─── EXTRACTED ENTRIES

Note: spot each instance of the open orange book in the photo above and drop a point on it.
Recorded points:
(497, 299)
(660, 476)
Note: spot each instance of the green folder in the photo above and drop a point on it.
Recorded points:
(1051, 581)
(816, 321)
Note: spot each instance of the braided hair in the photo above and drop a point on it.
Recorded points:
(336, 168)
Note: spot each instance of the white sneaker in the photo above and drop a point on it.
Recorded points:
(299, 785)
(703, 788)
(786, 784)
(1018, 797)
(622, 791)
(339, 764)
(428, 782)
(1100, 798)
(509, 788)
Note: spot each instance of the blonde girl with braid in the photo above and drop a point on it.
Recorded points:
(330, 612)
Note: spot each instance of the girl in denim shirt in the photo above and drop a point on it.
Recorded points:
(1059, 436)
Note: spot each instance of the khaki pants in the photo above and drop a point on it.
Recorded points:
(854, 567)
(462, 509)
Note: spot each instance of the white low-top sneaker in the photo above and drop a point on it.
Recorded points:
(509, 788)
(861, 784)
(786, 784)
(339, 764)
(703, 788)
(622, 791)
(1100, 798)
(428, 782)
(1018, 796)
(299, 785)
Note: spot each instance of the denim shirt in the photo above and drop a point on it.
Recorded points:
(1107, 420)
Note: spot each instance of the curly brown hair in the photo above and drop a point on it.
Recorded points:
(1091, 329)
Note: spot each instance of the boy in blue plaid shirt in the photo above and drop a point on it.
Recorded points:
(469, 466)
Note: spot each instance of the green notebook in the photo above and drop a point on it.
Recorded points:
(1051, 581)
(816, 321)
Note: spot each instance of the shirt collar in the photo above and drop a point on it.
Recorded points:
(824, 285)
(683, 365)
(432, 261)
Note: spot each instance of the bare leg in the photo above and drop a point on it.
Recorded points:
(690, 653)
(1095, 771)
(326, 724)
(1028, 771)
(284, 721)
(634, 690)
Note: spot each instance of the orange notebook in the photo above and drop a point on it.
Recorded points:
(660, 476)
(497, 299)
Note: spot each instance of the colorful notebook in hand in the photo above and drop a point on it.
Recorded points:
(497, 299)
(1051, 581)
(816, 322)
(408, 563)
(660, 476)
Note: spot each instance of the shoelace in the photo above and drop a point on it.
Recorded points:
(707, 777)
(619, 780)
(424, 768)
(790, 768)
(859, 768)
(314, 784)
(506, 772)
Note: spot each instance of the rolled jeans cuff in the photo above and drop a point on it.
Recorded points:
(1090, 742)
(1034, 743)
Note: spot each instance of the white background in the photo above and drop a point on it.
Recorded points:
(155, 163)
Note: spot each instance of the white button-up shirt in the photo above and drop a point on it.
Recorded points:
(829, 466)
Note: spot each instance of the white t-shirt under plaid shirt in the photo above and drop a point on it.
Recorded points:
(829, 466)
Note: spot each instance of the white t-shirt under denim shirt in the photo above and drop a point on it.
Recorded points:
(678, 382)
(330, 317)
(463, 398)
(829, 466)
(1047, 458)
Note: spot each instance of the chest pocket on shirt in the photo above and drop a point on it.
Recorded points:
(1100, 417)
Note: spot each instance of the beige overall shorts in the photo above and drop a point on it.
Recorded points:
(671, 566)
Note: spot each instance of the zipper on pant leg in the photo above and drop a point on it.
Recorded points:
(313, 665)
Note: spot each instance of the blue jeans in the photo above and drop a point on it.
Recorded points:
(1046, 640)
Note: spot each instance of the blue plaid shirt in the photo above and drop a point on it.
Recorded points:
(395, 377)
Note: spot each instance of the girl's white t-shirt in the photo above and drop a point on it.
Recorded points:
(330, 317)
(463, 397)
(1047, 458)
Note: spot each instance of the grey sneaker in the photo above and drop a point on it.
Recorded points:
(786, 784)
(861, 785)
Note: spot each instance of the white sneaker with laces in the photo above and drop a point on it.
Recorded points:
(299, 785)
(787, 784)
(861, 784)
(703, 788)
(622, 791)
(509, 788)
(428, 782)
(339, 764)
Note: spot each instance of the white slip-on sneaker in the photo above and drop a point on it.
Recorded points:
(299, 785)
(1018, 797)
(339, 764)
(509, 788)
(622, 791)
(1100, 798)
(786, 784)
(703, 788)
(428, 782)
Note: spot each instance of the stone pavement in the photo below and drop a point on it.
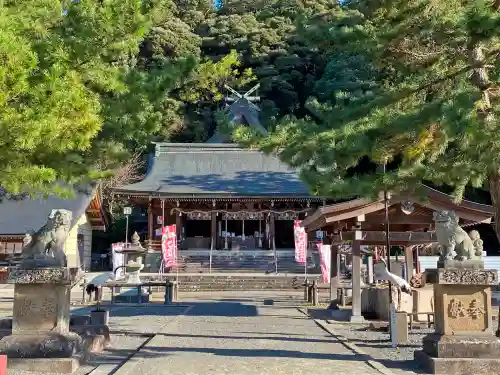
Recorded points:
(243, 337)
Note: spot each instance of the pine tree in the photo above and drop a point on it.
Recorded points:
(64, 65)
(412, 85)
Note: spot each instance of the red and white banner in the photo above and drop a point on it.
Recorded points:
(169, 245)
(300, 242)
(325, 255)
(118, 259)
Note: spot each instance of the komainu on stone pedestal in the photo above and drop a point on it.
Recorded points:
(41, 340)
(463, 342)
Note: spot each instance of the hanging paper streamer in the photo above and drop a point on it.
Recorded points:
(118, 259)
(300, 242)
(325, 260)
(169, 246)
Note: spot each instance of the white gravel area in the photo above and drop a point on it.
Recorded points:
(377, 344)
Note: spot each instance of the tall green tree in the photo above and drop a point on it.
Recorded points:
(412, 85)
(65, 65)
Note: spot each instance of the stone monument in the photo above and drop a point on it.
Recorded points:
(463, 342)
(134, 256)
(41, 340)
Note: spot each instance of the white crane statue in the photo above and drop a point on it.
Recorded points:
(399, 283)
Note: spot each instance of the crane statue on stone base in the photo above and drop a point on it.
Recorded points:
(399, 283)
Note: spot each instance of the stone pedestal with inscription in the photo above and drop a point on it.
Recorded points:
(464, 340)
(41, 340)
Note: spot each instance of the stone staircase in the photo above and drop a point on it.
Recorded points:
(233, 282)
(258, 262)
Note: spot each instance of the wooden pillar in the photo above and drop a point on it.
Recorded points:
(356, 316)
(409, 262)
(334, 276)
(369, 265)
(214, 230)
(150, 221)
(272, 231)
(178, 226)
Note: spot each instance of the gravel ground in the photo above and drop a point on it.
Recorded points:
(227, 335)
(130, 326)
(377, 344)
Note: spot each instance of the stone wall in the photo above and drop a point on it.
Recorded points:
(375, 302)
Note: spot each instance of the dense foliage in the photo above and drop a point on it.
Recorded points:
(363, 96)
(85, 84)
(408, 95)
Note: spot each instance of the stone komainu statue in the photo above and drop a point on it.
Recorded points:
(46, 247)
(455, 243)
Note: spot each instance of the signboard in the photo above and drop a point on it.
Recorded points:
(118, 259)
(325, 255)
(300, 242)
(169, 245)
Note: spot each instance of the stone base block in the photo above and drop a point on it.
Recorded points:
(473, 346)
(43, 345)
(44, 365)
(357, 319)
(95, 338)
(131, 296)
(458, 366)
(99, 317)
(462, 264)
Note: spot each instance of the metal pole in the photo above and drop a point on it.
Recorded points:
(305, 265)
(387, 242)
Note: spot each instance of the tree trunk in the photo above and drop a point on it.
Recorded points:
(495, 198)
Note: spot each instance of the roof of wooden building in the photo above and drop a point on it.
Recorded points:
(184, 170)
(370, 214)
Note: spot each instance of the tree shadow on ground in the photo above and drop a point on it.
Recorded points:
(209, 308)
(153, 351)
(326, 339)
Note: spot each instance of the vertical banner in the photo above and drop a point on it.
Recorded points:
(300, 242)
(325, 255)
(118, 259)
(169, 245)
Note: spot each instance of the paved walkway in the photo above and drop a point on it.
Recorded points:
(243, 337)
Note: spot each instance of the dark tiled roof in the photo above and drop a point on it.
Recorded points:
(186, 170)
(22, 216)
(241, 112)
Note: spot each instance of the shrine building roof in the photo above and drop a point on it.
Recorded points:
(186, 170)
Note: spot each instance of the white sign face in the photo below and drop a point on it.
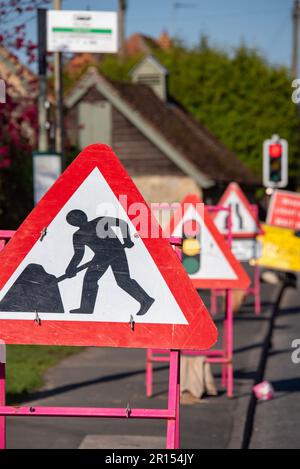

──────

→ **EXERCISE REQUIREMENTS**
Reproduce all of the records above exactly, but exclude the pictures.

→ **RESULT OF THE EXERCISE**
Note: spot each instance of the open orange book in the photo above and drop a point on it.
Recorded points:
(497, 299)
(660, 476)
Note: spot each instance of the green folder in the photo above and drop a point on it.
Recorded points:
(1051, 581)
(816, 321)
Note: spot each instance of the braided hair in the photo above and drop a point on it.
Recorded points:
(336, 168)
Note: spot each instance of the white sneaker in the photo above and drop a point on it.
Recorded points:
(299, 785)
(703, 788)
(786, 784)
(1018, 797)
(622, 791)
(339, 764)
(428, 782)
(1100, 798)
(509, 788)
Note: spot each instance of the blonde girl with braid in the photo above and drop a point on it.
Recorded points:
(330, 612)
Note: spot each instance of the girl in denim shirt in the photo above and drop a point on it.
Recorded points:
(1059, 436)
Note: spot each instance of the khaki pants in the photo above and drop a point on it.
Recorded points:
(854, 567)
(462, 509)
Note: spot each instance of the white low-top sneaker in the photo above and drop a point on it.
Recorded points:
(509, 788)
(861, 784)
(786, 784)
(339, 764)
(703, 788)
(622, 791)
(1100, 798)
(428, 782)
(1018, 796)
(299, 785)
Note: spot each instance of the denim shirt in the photo above and drop a point on it.
Recorded points:
(1107, 420)
Note: spot each instance of the curly brown hair in the photo above and drop a point on it.
Recorded points:
(1091, 329)
Note: spot each instance of the boy in blue plaid shirt in the photo above and drop a point on it.
Recorded points:
(469, 466)
Note: spot each instance of the green notebook in the photo above and drop a point on it.
Recorded points:
(1051, 581)
(816, 321)
Note: spot each instance of the shirt collar in the photo above and drop a point on it.
Recorded points:
(824, 285)
(683, 365)
(432, 261)
Note: spot each instance of the bare leg in the photo above and drop a point on it.
Recorded points:
(690, 653)
(1095, 771)
(326, 724)
(1028, 771)
(284, 721)
(634, 690)
Note: spot each instance of the orange notebook in the photo above and drop a point on it.
Recorded points:
(660, 476)
(497, 299)
Note: spot each instance of the colorful notebook in hand in the photo above and drop a point on it.
Recorded points:
(497, 299)
(1051, 581)
(816, 322)
(408, 563)
(660, 476)
Note: spot each instance of the shoelace in the photo above and drop a point on it.
Recorded points:
(707, 777)
(619, 780)
(424, 768)
(790, 768)
(859, 768)
(314, 784)
(506, 772)
Note: spot each instance of the rolled jeans cuff in the photo above and drop a point on it.
Recorded points:
(1090, 742)
(1034, 743)
Note: spot each instance of the white background in the photo above and drop a point on it.
Recorded points:
(155, 163)
Note: spot each instance of the white button-up shirt in the photo above and drop a point on it.
Recorded points:
(829, 466)
Note: spot each instance of the white t-shirt under plaid shirt in the photo above and drop a point on it.
Recorded points:
(829, 466)
Note: spot each instance of the white t-shirt under denim shirt in the photo above and drop a point on it.
Recorded points:
(678, 382)
(330, 317)
(463, 398)
(829, 466)
(1047, 458)
Note: spot each instance of the chest pocket on shirt in the photo above and drop a point on it.
Recorded points:
(1100, 417)
Note: spot each instance of the beige overall shorts in the photo above and drop a point on it.
Recorded points:
(671, 566)
Note: spot each instance of the zipper on pant leg in the photo above and drop a point on it.
Recorded points:
(313, 665)
Note: spot each instance of the blue jeans in the photo above and drop a point on it.
Recorded points:
(1046, 640)
Note: spot each instance of the blue plaid shirt in the photo above and drop a point on it.
Recorded points:
(395, 377)
Note: spot each instance of the girl's white t-shirt in the photo above and drop a point on it.
Recorded points:
(330, 317)
(463, 397)
(1047, 458)
Note: spot each instance of the grey sneaker in the photo above and drop a point on it.
Recorded points:
(786, 784)
(861, 785)
Note: spot each instance of the white sneaker with laces in the photo above and drop a point on it.
Recorded points:
(299, 785)
(787, 784)
(861, 784)
(703, 788)
(622, 791)
(509, 788)
(428, 782)
(339, 764)
Note: spot each instance of the white slip-on sneaker in the photo above and drop a point on it.
Recorded points:
(299, 785)
(1018, 797)
(339, 764)
(509, 788)
(622, 791)
(1100, 798)
(786, 784)
(703, 788)
(428, 782)
Note: spot each instance of the stone pavement in the photo below and drop a point on it.
Recorded points:
(243, 337)
Note: spot each instance of the pine tree in the photo above and drop a point on it.
Recorded points:
(64, 65)
(412, 85)
Note: spot each instance of the red and white banner in the photo above and drop a point on it.
Recorded points:
(169, 245)
(300, 242)
(325, 255)
(118, 259)
Note: spot each instance of the komainu on stone pedestal in the photo above and drop a point on it.
Recorded points:
(41, 340)
(463, 342)
Note: spot each instance of the hanging paper streamer in the photo above and drop a point on it.
Recorded points:
(118, 259)
(300, 242)
(325, 260)
(169, 246)
Note: spot each instance of the white gravel area in the photo above and drop a point on it.
Recorded points:
(377, 344)
Note: spot each instance of the tall green tree in the photo above and drop a point on it.
Recorded points:
(412, 85)
(65, 65)
Note: spot each instance of the stone monument in the photo above and drop a point on it.
Recorded points:
(463, 342)
(134, 256)
(41, 340)
Note: spot each instance of the white crane statue in the photo above and drop a point on it.
Recorded points:
(399, 283)
Note: spot each instance of the crane statue on stone base in the photo above and drop a point on it.
Recorded points:
(399, 283)
Note: spot each instance of the stone pedestal with inscription in the photo above and drop a point on it.
Recorded points:
(464, 340)
(41, 340)
Note: spot each instance of the stone staircase in the photo above and drop a point on it.
Recorded points:
(233, 282)
(258, 262)
Note: spot each instance of the wooden pillar in the photo above and drop a point on it.
Recorded points:
(356, 316)
(409, 262)
(334, 276)
(369, 265)
(214, 230)
(150, 221)
(272, 231)
(178, 226)
Note: spot each instance of the gravel ground in the photo above and drop a point on it.
Recorded points:
(227, 335)
(130, 326)
(377, 344)
Note: spot each instance of the stone wall in the photo above and drop a point on it.
Recorded points:
(375, 302)
Note: spot each instance of the dense foliage in the photo above and drop a point on it.
Recorded points:
(363, 96)
(85, 84)
(408, 95)
Note: spot each instance of the stone komainu statue in the photo above and drop a point on it.
Recorded points:
(46, 247)
(455, 243)
Note: spot each instance of the signboard in the photo above and drop a point on it.
Recorded points:
(118, 259)
(325, 255)
(300, 242)
(169, 245)
Note: spot each instance of the stone base block in the photo above and drop a point on it.
Recorded points:
(473, 346)
(43, 345)
(44, 365)
(357, 319)
(95, 338)
(131, 296)
(458, 366)
(99, 317)
(462, 264)
Note: spot each instance of the metal pole in the photo above and drop a point on it.
Recorded points:
(305, 265)
(387, 242)
Note: spot each instance of the tree trunk in the photo above and drop a point on it.
Recorded points:
(495, 198)
Note: spot each instance of the roof of wooden building in the photo above and drop a point on it.
Recorded points:
(184, 170)
(370, 214)
Note: spot each instance of the tree shadow on ground in the photo above and drop a point on it.
Recorded points:
(209, 308)
(153, 351)
(326, 339)
Note: spot each instance of the vertical banner in the photo above and drop a point on it.
Recorded points:
(300, 242)
(325, 255)
(118, 259)
(169, 245)
Note: spot each instance of the paved walkway in the photo above and drop a point on it.
Recorded points:
(243, 337)
Note: spot each instance of the dark tiled roof in the photo above and drop a point on it.
Recorded points:
(186, 170)
(22, 216)
(241, 112)
Note: spot each instance of the shrine building roof in the photo above and drop a point on it.
Recorded points:
(186, 170)
Note: spot each instance of the white sign face in the photo below and drop a point on it.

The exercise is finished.